> [TASK GOAL]:
Repeat exactly the line containing "the child's hand" and every line after it in the entries, and nothing besides.

Referring expression pointing data:
__________________________________________________
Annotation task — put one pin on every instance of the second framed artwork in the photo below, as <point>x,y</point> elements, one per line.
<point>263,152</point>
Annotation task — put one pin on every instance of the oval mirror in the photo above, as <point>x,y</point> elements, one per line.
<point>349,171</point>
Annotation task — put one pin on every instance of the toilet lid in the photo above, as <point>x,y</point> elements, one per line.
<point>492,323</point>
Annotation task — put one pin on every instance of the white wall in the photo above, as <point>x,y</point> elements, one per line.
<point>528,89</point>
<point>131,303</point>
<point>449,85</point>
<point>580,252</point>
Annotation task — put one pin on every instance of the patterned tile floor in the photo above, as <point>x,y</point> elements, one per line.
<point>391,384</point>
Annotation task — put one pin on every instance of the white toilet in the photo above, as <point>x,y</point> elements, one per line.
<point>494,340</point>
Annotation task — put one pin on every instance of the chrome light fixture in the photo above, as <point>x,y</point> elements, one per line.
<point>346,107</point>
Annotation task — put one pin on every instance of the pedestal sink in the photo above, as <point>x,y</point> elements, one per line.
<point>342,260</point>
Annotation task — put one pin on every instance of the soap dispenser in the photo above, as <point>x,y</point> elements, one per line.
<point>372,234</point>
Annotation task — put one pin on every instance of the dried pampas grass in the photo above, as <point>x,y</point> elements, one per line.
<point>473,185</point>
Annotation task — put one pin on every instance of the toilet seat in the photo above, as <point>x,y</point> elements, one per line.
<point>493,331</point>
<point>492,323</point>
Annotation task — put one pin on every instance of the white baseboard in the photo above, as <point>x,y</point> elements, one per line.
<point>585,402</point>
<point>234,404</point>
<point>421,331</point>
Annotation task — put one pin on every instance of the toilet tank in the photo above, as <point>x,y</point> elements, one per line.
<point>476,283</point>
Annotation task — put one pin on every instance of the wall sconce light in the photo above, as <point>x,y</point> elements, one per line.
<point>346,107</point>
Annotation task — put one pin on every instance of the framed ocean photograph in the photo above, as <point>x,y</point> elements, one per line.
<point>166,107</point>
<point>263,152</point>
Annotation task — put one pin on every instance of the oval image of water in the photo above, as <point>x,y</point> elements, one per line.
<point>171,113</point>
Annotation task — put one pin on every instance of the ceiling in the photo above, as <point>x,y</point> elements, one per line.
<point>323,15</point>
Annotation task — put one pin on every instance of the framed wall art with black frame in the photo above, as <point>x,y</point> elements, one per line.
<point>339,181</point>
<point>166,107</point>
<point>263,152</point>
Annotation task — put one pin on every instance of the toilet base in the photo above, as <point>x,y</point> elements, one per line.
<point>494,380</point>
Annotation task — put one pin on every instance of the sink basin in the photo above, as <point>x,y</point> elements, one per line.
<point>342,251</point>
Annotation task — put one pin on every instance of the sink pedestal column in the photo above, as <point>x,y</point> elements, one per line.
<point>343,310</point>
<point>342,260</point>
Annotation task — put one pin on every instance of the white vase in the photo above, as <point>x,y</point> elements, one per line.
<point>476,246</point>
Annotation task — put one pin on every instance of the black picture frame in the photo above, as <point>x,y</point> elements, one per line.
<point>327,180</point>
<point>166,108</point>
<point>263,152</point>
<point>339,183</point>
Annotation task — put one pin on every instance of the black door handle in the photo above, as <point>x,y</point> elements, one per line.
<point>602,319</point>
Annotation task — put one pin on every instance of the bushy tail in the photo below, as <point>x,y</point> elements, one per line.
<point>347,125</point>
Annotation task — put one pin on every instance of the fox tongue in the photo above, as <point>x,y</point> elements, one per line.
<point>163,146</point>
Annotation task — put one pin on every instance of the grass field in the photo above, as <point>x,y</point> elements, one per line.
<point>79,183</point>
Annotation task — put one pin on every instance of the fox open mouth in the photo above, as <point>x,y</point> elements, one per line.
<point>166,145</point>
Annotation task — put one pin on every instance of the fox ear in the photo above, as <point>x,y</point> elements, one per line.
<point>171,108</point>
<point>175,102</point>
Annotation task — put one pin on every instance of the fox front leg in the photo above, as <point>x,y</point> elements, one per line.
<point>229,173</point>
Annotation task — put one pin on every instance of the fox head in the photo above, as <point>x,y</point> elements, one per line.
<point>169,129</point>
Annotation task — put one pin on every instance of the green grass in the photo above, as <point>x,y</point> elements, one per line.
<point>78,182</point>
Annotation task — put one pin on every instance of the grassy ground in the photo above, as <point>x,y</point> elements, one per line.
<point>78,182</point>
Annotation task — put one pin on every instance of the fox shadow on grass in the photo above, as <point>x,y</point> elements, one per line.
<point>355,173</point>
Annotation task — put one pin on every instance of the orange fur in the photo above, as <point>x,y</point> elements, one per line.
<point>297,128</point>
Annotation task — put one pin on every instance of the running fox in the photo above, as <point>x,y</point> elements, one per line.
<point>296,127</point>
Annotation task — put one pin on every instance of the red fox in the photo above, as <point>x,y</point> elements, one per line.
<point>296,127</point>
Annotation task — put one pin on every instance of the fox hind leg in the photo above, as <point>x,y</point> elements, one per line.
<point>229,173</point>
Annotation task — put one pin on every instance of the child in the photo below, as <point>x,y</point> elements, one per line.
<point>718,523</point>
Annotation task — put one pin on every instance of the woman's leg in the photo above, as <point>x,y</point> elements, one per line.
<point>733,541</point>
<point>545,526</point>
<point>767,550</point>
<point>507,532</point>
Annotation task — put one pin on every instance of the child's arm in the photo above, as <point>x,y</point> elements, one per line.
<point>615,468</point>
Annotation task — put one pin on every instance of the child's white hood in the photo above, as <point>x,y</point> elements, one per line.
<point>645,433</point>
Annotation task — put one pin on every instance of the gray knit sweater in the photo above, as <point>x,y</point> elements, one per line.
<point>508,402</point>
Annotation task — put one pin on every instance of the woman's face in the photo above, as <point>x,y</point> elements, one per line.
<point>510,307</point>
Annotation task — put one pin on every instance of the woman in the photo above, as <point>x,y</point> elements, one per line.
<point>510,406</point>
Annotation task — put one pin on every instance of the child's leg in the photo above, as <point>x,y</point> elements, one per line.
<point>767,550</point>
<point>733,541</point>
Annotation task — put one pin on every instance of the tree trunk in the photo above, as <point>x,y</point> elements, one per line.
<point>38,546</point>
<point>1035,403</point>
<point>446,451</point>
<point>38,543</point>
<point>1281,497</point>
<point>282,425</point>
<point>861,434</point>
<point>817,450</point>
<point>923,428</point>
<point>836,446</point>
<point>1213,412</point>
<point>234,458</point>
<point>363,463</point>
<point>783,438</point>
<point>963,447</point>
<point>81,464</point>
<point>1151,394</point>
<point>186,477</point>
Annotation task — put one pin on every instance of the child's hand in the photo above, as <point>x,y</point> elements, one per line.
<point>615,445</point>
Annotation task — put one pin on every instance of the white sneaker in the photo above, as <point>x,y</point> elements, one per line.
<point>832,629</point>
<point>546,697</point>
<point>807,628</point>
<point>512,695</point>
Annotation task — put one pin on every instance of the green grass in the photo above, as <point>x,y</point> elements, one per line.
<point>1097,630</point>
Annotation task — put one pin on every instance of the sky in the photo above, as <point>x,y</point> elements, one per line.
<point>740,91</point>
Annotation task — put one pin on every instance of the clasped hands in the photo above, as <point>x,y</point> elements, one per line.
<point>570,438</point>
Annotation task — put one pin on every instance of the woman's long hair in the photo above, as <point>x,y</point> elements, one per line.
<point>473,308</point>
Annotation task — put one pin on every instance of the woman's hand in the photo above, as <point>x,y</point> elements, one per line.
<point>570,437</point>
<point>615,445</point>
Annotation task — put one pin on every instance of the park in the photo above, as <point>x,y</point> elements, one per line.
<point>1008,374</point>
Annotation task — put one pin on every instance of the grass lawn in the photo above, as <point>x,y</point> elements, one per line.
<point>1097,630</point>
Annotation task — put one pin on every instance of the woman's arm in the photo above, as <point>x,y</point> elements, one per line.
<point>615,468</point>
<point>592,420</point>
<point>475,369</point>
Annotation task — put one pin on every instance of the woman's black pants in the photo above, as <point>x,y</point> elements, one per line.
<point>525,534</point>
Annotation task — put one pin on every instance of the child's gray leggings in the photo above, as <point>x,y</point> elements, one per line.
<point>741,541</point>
__________________________________________________
> [EXERCISE RESPONSE]:
Annotation task — put one pin on every instance of the child's hand in the photo above, as <point>x,y</point> elements, one per line.
<point>615,445</point>
Annotation task — put one pin on every instance of the white sneaker in the photo above, as <point>x,y</point> elements, one per line.
<point>832,629</point>
<point>546,697</point>
<point>807,628</point>
<point>512,695</point>
Annotation task — put one pin on every instance of the green grass in the photo above, as <point>x,y</point> elements, one per line.
<point>1097,630</point>
Annotation task — put one pin on every instance of the sky in the photo above, as <point>x,y</point> elements, one per line.
<point>740,91</point>
Annotation task — put one pin on every instance of the clasped hands in the photo above, as <point>x,y</point> elements, one per line.
<point>570,438</point>
Annotation task — put one pin on every instance of the woman's long hair in the photo above, as <point>x,y</point> elements, one per line.
<point>473,308</point>
Annotation task — put one pin on every instance of the woman's hand in the photo above, as <point>x,y</point> elements, one per line.
<point>570,437</point>
<point>615,445</point>
Annotation task — put one pin on every instance of the park in the photo above, as <point>x,y</point> elements, one per line.
<point>1008,374</point>
Annotation task — put one pin on every instance of the grass lawn in the photo above, as <point>x,y</point> elements, one per line.
<point>1097,630</point>
Annotation task — put one pin on every instance of the woman's arm in the photo above, as <point>x,y</point> elements, one per line.
<point>615,468</point>
<point>592,420</point>
<point>475,369</point>
Annotation task — put one pin on every instance of the woman's black pants in the photo above, as <point>x,y</point> elements, one per line.
<point>525,534</point>
Annotation task — put one pin on every instance of the child's gray leggings in the photo above, as <point>x,y</point> elements, one per line.
<point>741,541</point>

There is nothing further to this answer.